TRY IT ->
Reproduce exactly the lines of this material that begin at the line with "Thank you for the photo. Please point out the haze" and end at the line with "Query: window frame", both included. Omit the pictures and everything else.

Top of ENTRIES SUPPLIED

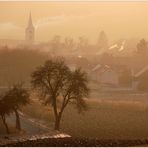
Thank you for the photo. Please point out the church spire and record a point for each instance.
(30, 31)
(30, 21)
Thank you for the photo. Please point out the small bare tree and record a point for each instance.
(55, 82)
(15, 98)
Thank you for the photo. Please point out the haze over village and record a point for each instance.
(101, 47)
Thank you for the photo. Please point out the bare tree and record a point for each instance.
(16, 97)
(4, 110)
(56, 83)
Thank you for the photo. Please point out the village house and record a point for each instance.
(104, 75)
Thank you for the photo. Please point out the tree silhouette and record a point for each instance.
(4, 110)
(56, 83)
(16, 97)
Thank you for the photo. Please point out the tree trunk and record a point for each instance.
(5, 124)
(18, 124)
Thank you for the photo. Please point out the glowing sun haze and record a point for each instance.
(117, 19)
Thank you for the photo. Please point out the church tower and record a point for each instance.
(30, 31)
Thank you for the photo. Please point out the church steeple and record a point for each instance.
(30, 31)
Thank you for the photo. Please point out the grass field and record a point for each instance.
(114, 116)
(110, 116)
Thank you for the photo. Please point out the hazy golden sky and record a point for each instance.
(117, 19)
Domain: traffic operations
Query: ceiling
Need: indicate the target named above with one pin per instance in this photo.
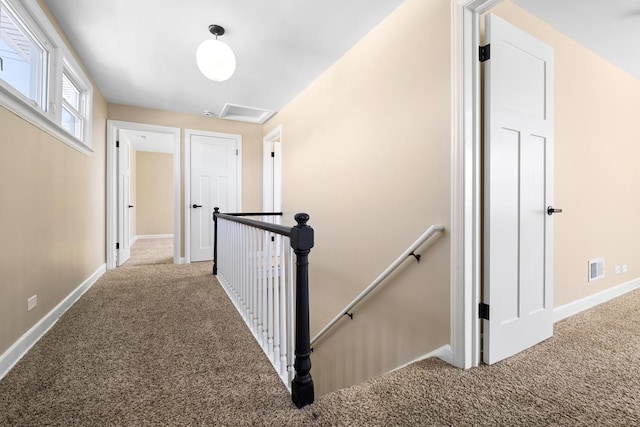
(610, 28)
(142, 52)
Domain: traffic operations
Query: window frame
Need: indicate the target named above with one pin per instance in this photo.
(60, 60)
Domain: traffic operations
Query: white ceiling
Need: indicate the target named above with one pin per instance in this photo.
(610, 28)
(142, 52)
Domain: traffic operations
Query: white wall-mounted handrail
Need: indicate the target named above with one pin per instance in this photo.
(409, 252)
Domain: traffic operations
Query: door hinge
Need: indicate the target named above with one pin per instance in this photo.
(483, 311)
(484, 53)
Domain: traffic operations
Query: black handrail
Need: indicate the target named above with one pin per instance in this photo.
(301, 238)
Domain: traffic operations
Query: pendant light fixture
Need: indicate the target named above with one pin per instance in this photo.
(215, 58)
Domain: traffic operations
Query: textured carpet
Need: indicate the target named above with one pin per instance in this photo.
(162, 345)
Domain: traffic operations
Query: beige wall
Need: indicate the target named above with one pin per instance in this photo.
(154, 204)
(366, 154)
(251, 146)
(597, 146)
(52, 218)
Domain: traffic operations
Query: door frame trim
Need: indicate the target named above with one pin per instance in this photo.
(466, 207)
(270, 138)
(187, 180)
(113, 126)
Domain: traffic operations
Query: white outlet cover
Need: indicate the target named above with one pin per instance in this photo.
(32, 302)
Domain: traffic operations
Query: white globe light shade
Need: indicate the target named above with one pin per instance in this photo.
(215, 60)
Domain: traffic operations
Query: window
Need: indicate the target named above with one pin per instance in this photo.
(24, 58)
(72, 116)
(40, 79)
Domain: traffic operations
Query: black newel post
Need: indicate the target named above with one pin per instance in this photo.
(302, 242)
(215, 240)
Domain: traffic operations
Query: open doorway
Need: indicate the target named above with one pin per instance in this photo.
(153, 201)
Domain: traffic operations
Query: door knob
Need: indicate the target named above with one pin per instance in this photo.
(551, 210)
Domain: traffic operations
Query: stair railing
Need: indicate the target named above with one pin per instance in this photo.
(253, 261)
(408, 253)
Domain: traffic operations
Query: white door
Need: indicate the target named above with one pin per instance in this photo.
(518, 162)
(272, 179)
(124, 200)
(213, 184)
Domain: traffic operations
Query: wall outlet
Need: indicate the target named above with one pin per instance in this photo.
(32, 302)
(596, 269)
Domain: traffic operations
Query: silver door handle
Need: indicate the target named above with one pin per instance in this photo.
(551, 210)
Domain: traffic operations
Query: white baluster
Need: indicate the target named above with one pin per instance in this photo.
(276, 301)
(290, 318)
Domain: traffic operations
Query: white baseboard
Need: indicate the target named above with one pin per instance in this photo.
(10, 357)
(154, 236)
(443, 353)
(586, 303)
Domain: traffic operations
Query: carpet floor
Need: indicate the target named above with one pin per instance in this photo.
(160, 344)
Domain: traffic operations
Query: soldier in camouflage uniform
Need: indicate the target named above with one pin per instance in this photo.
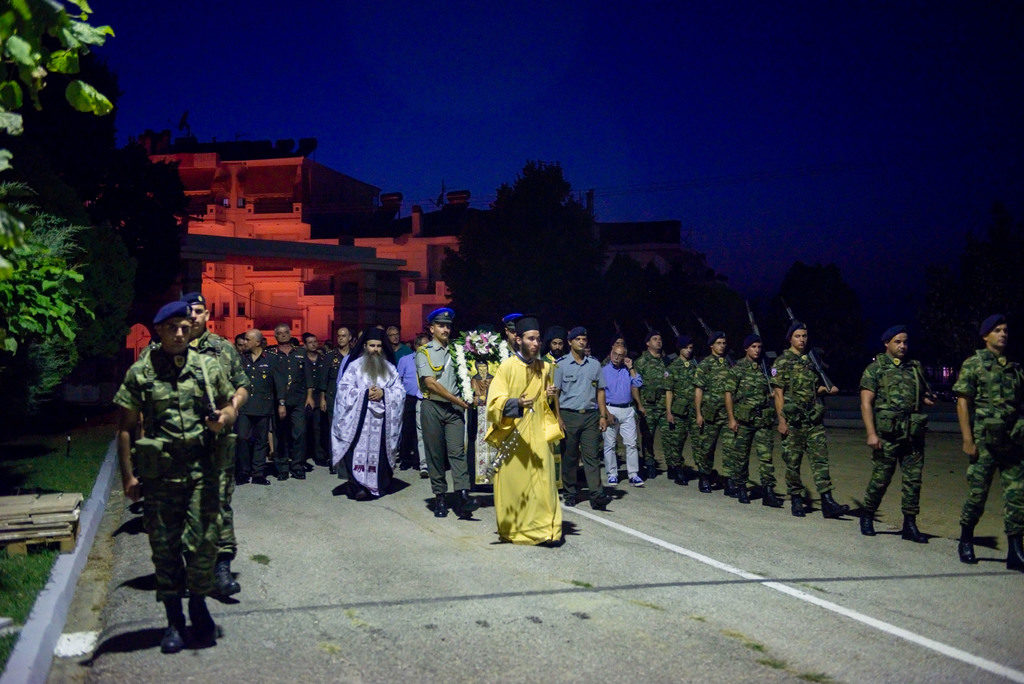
(210, 344)
(679, 414)
(184, 398)
(710, 382)
(798, 405)
(651, 366)
(751, 421)
(989, 397)
(893, 391)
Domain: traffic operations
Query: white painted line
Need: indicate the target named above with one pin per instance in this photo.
(937, 646)
(76, 644)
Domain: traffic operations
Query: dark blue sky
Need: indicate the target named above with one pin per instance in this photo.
(870, 134)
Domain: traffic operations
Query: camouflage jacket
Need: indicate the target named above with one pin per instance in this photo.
(994, 385)
(654, 375)
(795, 375)
(713, 376)
(750, 391)
(680, 383)
(173, 392)
(899, 386)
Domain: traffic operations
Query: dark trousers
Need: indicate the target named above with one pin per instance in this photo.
(290, 432)
(583, 438)
(314, 435)
(252, 447)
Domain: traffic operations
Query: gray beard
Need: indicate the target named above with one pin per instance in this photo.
(375, 368)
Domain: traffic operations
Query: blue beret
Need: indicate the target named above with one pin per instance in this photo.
(172, 310)
(576, 332)
(442, 314)
(891, 333)
(989, 324)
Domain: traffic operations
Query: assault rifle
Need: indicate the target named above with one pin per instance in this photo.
(810, 352)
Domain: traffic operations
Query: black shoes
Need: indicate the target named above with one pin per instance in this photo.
(910, 531)
(830, 508)
(440, 507)
(224, 583)
(797, 506)
(769, 498)
(965, 549)
(1015, 554)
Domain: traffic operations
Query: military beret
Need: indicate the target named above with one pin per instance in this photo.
(442, 314)
(524, 323)
(891, 333)
(509, 319)
(169, 310)
(989, 324)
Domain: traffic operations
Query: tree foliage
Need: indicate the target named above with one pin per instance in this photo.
(38, 37)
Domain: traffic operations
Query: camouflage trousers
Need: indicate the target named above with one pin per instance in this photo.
(705, 441)
(909, 455)
(809, 440)
(674, 438)
(181, 513)
(650, 423)
(979, 478)
(736, 453)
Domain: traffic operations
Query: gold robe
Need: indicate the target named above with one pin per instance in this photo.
(525, 498)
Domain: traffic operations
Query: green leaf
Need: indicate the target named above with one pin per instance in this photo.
(86, 98)
(64, 61)
(10, 122)
(19, 50)
(10, 95)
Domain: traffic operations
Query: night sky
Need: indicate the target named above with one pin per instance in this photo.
(870, 134)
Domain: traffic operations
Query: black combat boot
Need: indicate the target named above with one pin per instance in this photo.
(769, 498)
(204, 630)
(797, 506)
(867, 523)
(172, 641)
(910, 531)
(225, 584)
(966, 546)
(830, 508)
(1015, 554)
(742, 495)
(440, 508)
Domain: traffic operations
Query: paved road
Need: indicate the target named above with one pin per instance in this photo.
(684, 586)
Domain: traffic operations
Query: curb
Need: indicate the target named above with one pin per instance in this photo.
(33, 654)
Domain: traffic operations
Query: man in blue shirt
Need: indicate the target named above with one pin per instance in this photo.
(622, 383)
(582, 415)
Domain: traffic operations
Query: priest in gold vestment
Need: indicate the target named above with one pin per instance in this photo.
(522, 424)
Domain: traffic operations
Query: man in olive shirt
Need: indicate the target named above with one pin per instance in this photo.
(442, 417)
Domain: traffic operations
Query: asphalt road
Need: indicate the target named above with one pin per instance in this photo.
(680, 587)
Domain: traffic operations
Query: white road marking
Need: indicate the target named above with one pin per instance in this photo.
(937, 646)
(75, 644)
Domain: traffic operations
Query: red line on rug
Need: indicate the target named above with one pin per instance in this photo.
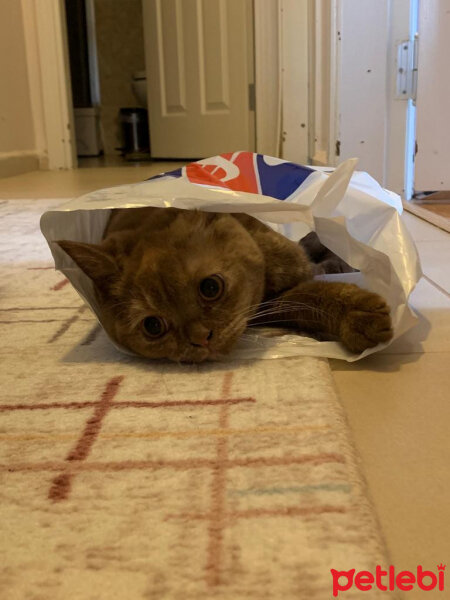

Bottom of ENTRIES SUPPLIED

COMPLETED EXERCISE ->
Thank you for the photo. Please point out the haze over village and record a point for each instance.
(101, 47)
Thank you for the photo. Please point out the bare tree and record a point for each instance.
(16, 97)
(4, 110)
(56, 83)
Thank you for the photo. Please point out the village house and record a point for each instance.
(104, 75)
Thank you for the photo. Please point out the tree silhouette and record a point for each instance.
(4, 110)
(56, 83)
(16, 97)
Thank you for the photo. Please point out the tree trunk and record a point for each instance.
(5, 124)
(18, 124)
Thank you for the photo. Please point out the glowing sun haze and record a point for each instance.
(117, 19)
Thank you for the photo. Please point out the church tower and record a point for each instance.
(30, 31)
Thank you for the photo. Please point out the church steeple and record a point for each instance.
(30, 31)
Thank you for the photo. Please point out the grass field and record a point for each instance.
(114, 116)
(110, 116)
Thank you for the photo. Please point out the hazy golden sky and record a point for each instance.
(117, 19)
Domain: traffic operations
Query: ceiling
Need: indicate the target named above with one pin per instance in this photo.
(610, 28)
(142, 52)
Domain: traffic operations
Query: window frame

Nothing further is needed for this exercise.